* **What you need to do**
(1) In the post on childhood apraxia of speech, how many years did the writer work with Johnny?
(2) Reproduce the post on childhood apraxia of speech word for word, from "Johnny was such" up to and including "say it at all.".

* **Selected text**
----

Childhood Apraxia of Speech
I used to work with a boy named Johnny ( not his real name ). He started working with me during my first year at the school district. He had begun speech therapy through the Early Intervention program and had entered his second year of Kindergarten when I met him (his mother chose to have him repeat the year).
Johnny was such a sweet young man. Like a little gentleman. He tried to offer “ladies first” through the doors, he let others go first in games, he rarely complained. He was, however, extremely difficult to understand. When he tried to say common, multi-syllabic words his mouth seemed to get all jarbled up. For example, his sister’s name was Bethany. He sometimes said it as “be-ti”, sometimes “pe-i”, and sometimes couldn’t say it at all.
I developed a simple communication book for him to wear on his belt loop. It included the names of common people (family, friends, teachers), survival words (bathroom), and requests. He used to periodically, but mostly wanted to fit in with his peers.
I worked with Johnny for 5 years before he moved into another school district. During that time he made great gains, but continued to be very difficult to understand, especially on long words and thoughts. In 3rd grade he was diagnosed with a learning disability and began receiving support in reading, writing, and math. He spent a good portion of his day getting specialized services and made slow, steady progress.
A speech delay is when a child is following a typical path of speech development, but doing so at a slower rate than expected. An articulation disorder is when a child has incorrectly “learned” the voicing, placement, or type of sound and incorrectly produces the sound in a consistent manner. Childhood Apraxia of Speech, however, involves the neurological motor planning of speech.
The information provided on this post is all from Apraxia-Kids, a fabulous resource for both families and Speech Pathologists.

----

* **Information provided**

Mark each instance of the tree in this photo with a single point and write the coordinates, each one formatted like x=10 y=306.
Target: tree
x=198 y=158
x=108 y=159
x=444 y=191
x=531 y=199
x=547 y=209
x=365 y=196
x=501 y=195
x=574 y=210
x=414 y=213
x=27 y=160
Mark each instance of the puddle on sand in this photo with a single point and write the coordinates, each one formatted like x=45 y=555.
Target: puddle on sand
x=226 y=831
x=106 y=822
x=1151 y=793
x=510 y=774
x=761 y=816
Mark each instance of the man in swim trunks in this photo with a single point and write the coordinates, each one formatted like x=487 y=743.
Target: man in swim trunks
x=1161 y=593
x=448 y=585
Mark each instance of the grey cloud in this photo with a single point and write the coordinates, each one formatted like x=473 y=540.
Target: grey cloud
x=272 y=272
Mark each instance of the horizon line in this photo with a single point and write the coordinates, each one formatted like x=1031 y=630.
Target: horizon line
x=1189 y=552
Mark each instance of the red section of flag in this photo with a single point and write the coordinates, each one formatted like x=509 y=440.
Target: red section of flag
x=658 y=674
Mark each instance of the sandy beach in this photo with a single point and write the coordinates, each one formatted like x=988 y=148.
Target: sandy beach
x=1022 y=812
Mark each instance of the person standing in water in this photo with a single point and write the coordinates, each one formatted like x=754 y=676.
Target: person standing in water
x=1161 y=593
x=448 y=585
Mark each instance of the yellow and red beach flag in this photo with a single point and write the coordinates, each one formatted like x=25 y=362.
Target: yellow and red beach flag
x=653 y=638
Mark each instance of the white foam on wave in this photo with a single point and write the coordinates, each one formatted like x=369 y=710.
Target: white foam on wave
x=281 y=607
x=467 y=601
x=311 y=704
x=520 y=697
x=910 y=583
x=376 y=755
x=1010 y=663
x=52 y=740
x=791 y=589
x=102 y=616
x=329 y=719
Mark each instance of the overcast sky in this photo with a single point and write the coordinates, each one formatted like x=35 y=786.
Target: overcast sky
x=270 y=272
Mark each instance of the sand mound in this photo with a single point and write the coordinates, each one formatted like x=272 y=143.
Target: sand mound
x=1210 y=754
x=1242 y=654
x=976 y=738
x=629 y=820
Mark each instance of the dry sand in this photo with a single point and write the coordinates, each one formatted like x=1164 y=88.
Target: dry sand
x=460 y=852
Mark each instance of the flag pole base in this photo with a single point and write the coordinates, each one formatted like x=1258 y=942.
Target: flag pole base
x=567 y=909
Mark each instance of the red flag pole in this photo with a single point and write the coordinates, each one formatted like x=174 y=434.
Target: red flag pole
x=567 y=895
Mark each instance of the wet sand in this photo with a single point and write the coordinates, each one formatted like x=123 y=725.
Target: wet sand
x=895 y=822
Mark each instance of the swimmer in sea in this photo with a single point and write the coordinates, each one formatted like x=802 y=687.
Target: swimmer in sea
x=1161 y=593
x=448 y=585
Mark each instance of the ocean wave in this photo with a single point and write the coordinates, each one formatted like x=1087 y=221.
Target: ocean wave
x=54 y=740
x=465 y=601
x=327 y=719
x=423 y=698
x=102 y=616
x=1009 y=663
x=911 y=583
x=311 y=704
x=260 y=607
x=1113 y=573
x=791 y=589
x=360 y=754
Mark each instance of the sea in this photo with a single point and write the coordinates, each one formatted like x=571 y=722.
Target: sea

----

* **Solutions to the exercise**
(1) Five years, before he moved to another school district.

(2)
Johnny was such a sweet young man. Like a little gentleman. He tried to offer “ladies first” through the doors, he let others go first in games, he rarely complained. He was, however, extremely difficult to understand. When he tried to say common, multi-syllabic words his mouth seemed to get all jarbled up. For example, his sister’s name was Bethany. He sometimes said it as “be-ti”, sometimes “pe-i”, and sometimes couldn’t say it at all.